**What to do:**
Turn the data below, from the line containing "spotting the distant" through the line containing "158, 1232, 363]]", into a JSON list of strings with one string per line and blank lines omitted.

**Extracted data:**
------------------------------------------------

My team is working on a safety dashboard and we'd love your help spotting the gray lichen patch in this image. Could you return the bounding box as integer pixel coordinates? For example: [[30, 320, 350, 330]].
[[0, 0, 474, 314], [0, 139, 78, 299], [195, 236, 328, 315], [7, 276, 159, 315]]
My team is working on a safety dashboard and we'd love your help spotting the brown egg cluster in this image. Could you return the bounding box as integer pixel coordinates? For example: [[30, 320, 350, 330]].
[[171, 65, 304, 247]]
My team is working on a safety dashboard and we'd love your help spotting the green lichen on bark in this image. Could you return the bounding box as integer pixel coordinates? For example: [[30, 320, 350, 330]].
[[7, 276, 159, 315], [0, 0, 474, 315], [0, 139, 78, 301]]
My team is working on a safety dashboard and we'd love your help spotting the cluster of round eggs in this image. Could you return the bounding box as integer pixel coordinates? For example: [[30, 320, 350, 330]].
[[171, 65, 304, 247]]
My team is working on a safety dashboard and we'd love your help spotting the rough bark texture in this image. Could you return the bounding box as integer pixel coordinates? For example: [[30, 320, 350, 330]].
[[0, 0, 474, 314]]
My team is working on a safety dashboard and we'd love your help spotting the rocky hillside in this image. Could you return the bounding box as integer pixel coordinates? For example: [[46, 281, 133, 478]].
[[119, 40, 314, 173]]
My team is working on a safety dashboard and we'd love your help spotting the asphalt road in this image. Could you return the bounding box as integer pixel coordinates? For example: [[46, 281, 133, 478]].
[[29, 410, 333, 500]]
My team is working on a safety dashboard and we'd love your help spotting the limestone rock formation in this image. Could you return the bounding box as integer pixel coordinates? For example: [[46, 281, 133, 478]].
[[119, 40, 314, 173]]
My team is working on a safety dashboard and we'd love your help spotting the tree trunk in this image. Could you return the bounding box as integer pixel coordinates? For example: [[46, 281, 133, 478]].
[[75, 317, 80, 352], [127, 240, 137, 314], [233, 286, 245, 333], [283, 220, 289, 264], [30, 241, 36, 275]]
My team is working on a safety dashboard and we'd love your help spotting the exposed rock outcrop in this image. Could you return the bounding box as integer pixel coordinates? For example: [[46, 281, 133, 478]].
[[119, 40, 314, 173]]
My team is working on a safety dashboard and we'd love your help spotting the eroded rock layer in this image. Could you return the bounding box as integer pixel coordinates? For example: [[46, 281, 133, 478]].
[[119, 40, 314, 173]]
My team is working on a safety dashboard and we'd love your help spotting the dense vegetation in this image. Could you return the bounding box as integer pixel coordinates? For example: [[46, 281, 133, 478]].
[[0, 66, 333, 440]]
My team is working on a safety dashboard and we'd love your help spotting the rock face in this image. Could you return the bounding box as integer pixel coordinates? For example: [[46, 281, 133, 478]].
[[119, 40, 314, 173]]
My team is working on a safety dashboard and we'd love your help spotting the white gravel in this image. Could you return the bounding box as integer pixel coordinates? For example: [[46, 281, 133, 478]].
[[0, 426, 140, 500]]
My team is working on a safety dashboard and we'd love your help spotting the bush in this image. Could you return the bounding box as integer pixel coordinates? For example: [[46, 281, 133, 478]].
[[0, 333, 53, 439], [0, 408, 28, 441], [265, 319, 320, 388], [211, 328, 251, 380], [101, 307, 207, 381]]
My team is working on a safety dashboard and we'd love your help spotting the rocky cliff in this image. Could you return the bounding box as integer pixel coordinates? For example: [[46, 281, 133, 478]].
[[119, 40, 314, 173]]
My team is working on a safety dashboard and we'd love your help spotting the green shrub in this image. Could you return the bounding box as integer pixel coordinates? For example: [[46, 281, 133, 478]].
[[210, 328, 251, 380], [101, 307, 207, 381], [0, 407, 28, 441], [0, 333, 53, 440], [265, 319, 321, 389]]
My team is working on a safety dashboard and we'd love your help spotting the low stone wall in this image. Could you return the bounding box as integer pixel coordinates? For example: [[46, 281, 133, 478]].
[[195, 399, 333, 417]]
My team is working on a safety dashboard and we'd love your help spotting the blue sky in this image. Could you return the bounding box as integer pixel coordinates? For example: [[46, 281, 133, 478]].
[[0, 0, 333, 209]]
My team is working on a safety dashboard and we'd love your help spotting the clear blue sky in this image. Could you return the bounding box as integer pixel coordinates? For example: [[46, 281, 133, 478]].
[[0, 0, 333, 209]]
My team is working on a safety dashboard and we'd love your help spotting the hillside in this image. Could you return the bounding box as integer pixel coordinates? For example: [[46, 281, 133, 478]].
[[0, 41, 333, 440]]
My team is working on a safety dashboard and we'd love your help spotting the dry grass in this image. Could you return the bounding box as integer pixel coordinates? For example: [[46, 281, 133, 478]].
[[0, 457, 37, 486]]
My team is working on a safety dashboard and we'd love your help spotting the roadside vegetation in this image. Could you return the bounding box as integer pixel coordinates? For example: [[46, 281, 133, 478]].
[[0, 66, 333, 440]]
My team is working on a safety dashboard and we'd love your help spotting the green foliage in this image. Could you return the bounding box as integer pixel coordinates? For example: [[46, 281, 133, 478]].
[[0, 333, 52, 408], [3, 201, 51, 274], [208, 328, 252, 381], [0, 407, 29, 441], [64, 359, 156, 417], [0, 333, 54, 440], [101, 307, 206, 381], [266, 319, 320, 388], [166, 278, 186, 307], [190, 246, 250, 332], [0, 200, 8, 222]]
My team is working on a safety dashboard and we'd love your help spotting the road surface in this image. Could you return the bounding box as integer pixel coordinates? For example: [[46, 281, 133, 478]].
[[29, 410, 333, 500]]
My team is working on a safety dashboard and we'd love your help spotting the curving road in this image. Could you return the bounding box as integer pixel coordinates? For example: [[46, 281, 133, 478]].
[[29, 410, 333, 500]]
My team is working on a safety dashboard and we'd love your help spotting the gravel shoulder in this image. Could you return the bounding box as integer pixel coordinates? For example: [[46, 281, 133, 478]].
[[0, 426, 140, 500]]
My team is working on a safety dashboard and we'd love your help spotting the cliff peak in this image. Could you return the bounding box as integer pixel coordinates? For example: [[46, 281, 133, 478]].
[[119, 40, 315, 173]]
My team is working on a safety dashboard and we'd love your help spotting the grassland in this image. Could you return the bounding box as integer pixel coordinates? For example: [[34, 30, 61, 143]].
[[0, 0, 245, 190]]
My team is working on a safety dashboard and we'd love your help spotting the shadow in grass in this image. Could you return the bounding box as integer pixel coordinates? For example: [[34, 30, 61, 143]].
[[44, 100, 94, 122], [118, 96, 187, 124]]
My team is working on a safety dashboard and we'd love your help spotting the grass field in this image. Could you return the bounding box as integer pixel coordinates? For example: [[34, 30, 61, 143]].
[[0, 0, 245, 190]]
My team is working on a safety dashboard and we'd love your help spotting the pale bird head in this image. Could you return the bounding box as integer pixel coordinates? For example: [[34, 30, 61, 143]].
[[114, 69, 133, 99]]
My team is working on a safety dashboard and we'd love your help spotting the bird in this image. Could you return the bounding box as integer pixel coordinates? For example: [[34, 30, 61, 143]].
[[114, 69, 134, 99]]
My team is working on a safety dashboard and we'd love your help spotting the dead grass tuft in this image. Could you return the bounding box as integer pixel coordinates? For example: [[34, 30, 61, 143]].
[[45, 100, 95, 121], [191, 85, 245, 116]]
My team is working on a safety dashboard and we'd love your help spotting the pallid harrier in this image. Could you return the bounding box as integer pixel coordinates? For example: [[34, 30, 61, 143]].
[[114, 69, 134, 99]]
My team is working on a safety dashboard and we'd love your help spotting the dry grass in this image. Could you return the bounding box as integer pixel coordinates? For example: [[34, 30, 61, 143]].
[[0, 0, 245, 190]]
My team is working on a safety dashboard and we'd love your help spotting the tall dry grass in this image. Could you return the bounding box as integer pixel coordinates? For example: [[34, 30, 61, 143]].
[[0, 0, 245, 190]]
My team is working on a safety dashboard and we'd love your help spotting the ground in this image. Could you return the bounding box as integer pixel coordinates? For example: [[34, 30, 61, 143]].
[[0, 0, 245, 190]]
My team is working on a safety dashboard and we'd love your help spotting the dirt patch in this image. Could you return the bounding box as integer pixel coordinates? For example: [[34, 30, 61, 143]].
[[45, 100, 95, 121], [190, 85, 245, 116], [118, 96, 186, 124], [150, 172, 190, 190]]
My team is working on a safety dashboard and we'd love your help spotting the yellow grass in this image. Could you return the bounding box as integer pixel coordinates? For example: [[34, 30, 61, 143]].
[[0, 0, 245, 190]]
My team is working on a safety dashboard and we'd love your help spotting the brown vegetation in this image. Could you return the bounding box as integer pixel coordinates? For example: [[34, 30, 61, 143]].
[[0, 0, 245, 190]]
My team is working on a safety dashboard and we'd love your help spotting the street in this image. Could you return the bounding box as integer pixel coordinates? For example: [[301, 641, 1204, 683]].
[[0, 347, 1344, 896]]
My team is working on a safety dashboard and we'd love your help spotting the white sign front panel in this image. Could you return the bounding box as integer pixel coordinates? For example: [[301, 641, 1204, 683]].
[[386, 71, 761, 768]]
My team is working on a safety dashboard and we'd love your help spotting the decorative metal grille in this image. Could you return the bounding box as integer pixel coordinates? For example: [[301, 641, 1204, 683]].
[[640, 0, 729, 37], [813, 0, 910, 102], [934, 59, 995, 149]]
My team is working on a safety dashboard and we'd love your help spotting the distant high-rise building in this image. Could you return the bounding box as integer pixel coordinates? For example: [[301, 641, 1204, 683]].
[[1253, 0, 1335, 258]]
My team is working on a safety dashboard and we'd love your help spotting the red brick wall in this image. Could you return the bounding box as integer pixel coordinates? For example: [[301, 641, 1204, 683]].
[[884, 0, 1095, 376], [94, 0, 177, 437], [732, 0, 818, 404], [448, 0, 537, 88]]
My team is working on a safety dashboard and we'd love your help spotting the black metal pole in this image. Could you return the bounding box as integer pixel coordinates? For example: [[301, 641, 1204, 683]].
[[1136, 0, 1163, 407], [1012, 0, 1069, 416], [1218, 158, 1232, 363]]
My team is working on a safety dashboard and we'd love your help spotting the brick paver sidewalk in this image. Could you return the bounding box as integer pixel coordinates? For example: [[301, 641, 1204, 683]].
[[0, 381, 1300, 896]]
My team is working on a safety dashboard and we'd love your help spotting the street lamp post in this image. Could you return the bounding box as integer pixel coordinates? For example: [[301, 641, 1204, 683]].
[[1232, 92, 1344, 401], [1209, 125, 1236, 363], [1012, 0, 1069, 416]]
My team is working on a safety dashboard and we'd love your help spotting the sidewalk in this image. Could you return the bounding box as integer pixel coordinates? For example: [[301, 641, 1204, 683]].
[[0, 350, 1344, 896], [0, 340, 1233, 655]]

------------------------------------------------

**Output below:**
[
  "My team is working on a safety dashboard and we'd love your help spotting the distant high-rise building in this image. Could you return the bounding box as integer pixel coordinates? For example: [[301, 641, 1204, 683]].",
  "[[1253, 0, 1335, 258]]",
  "My team is working on a safety dashboard and we'd love your help spotting the red brick wall in this image. Could you return the bounding box as integer pixel coordinates? For example: [[301, 641, 1204, 683]].",
  "[[884, 0, 1095, 376], [94, 0, 177, 437], [732, 0, 818, 404], [448, 0, 537, 88]]",
  "My team is working on a safety dashboard and we'd love your help spotting the black metal pole in this image. Could you return the bounding box as integer pixel coordinates? For example: [[301, 641, 1204, 683]].",
  "[[1136, 0, 1163, 407], [1012, 0, 1069, 416], [1218, 158, 1232, 363]]"
]